§ GIVEN REQUEST
In the Solr implicit routing post, reproduce everything from "You are viewing" down to "would be awesome.".

§ TEXT EXCERPT
You are viewing a plain text version of this content. The canonical link for it is here.
Posted to solr-user@lucene.apache.org by Chris Troullis <cp...@gmail.com> on 2017/05/14 14:10:19 UTC

Seeing odd behavior with implicit routing

Hi,

I've been experimenting with various sharding strategies with Solr cloud
(6.5.1), and am seeing some odd behavior when using the implicit router. I
am probably either doing something wrong or misinterpreting what I am
seeing in the logs, but if someone could help clarify that would be awesome.

I created a collection using the implicit router, created 10 shards, named
shard1, shard2, etc. I indexed 3000 documents to each shard, routed by
setting the _route_ field on the documents in my schema. All works fine, I
verified there are 3000 documents in each shard.

§ DATASET SECTION
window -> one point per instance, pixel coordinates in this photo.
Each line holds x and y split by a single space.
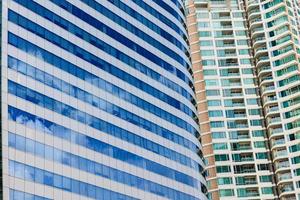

§ EXERCISE RESULT
You are viewing a plain text version of this content. The canonical link for it is here.
Posted to solr-user@lucene.apache.org by Chris Troullis <cp...@gmail.com> on 2017/05/14 14:10:19 UTC

Seeing odd behavior with implicit routing

Hi,

I've been experimenting with various sharding strategies with Solr cloud
(6.5.1), and am seeing some odd behavior when using the implicit router. I
am probably either doing something wrong or misinterpreting what I am
seeing in the logs, but if someone could help clarify that would be awesome.